BEGIN DATA EXTRACT

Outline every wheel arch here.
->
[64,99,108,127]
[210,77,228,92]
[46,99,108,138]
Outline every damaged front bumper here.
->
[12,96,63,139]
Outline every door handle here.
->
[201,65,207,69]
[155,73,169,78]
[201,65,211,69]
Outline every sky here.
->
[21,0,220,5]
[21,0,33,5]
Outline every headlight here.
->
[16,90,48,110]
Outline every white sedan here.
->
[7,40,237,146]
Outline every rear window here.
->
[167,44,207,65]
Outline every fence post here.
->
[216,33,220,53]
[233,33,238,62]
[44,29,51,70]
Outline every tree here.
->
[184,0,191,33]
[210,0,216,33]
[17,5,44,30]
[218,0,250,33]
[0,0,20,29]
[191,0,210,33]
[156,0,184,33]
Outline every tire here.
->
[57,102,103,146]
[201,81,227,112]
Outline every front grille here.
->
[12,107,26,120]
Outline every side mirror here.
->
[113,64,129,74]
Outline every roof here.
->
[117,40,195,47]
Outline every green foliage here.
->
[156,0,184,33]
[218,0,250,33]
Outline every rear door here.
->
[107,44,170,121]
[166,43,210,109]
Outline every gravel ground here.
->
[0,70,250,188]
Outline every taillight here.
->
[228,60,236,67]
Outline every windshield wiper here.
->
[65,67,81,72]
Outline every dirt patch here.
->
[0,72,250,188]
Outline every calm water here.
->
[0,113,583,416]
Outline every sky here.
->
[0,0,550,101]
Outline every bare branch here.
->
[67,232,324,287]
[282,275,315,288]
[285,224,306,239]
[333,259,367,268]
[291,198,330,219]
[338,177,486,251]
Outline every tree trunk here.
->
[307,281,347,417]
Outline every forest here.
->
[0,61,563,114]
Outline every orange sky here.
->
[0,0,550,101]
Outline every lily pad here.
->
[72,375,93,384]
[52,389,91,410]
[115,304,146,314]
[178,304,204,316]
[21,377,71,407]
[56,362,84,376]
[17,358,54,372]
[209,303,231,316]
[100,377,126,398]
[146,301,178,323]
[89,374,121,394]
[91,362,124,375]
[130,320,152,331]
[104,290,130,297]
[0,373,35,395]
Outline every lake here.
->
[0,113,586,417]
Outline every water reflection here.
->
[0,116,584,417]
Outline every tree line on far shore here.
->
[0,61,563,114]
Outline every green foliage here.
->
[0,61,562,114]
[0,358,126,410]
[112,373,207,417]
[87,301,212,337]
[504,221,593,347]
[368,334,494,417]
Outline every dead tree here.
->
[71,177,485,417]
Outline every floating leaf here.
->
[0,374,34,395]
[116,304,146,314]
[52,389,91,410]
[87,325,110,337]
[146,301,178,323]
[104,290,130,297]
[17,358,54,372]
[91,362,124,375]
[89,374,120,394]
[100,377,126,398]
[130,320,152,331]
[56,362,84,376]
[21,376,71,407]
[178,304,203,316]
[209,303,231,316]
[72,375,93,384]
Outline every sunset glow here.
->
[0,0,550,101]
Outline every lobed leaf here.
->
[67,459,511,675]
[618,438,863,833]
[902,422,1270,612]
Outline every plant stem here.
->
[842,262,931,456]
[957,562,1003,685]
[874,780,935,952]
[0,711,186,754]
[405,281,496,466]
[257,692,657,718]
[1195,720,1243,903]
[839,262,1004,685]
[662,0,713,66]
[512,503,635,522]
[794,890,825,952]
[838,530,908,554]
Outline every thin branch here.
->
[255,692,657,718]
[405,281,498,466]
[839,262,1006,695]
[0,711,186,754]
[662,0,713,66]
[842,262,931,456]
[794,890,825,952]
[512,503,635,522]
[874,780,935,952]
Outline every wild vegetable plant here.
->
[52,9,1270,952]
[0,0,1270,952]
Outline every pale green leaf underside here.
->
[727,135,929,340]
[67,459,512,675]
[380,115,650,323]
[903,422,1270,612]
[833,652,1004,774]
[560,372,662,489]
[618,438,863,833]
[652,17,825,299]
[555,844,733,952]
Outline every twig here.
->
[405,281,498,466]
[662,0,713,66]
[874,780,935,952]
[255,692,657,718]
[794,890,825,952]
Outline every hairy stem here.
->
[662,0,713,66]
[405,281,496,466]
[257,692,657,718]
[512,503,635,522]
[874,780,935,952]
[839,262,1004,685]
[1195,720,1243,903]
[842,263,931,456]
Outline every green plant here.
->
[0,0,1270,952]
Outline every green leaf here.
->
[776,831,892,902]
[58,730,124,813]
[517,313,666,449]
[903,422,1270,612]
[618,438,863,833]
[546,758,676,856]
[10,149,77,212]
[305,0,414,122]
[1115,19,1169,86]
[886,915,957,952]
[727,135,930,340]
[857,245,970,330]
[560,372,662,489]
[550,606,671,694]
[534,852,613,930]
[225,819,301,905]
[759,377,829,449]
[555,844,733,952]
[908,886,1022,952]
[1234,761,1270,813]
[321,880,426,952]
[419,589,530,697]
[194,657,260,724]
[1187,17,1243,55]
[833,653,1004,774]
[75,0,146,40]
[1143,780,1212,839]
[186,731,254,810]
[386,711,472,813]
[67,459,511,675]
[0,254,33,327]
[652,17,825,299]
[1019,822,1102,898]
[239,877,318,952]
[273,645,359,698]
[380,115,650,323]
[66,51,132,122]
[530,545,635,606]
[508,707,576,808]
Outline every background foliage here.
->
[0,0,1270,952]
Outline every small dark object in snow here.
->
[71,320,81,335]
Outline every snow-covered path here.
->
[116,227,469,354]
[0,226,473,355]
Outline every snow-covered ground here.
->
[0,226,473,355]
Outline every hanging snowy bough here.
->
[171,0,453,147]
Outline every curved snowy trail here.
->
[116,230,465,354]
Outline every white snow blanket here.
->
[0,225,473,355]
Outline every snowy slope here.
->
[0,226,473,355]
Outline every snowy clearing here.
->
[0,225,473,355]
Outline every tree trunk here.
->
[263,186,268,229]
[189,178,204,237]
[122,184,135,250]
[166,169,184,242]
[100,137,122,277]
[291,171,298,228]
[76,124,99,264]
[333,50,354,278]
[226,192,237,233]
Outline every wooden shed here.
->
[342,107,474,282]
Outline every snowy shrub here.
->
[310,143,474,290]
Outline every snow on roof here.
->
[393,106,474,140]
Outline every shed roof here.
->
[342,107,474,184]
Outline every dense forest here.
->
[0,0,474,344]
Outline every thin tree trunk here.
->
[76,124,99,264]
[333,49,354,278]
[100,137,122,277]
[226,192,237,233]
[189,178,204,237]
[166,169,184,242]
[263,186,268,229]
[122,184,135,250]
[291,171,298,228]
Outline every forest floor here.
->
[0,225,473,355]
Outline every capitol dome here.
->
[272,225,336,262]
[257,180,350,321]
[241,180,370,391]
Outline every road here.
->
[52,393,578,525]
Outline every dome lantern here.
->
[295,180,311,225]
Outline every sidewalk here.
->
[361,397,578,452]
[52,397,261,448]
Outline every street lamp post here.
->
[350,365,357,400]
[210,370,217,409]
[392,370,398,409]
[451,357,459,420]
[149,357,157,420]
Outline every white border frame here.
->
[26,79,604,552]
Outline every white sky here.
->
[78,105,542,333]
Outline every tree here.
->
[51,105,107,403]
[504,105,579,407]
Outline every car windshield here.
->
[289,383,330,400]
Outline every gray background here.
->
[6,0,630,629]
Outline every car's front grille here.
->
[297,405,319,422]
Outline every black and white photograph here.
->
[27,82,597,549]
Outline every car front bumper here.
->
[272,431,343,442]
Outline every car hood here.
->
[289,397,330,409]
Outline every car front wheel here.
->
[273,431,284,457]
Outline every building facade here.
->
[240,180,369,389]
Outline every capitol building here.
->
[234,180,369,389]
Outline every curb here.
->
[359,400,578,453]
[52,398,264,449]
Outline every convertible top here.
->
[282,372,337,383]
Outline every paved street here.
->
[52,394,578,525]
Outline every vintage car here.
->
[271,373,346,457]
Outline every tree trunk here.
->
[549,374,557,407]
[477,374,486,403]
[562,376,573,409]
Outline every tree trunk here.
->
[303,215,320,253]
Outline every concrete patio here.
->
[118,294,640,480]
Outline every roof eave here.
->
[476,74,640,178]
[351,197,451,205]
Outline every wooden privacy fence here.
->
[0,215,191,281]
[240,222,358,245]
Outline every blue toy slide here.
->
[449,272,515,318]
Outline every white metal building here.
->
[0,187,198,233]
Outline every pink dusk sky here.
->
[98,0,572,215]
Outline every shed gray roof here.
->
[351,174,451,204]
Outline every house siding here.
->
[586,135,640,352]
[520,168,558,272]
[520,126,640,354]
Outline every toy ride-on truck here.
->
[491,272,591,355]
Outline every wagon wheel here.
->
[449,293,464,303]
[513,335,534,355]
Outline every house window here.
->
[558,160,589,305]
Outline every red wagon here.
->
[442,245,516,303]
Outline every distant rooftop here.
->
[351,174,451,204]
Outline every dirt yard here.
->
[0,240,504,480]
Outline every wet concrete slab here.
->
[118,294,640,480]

END DATA EXTRACT

_WORK REQUIRED_. Find every line in the listing above that contains the string "shed", matching case exactly, and copy each such line.

_RESPONSE_.
Outline every wooden shed here.
Outline every shed roof here.
Outline every shed gray roof here.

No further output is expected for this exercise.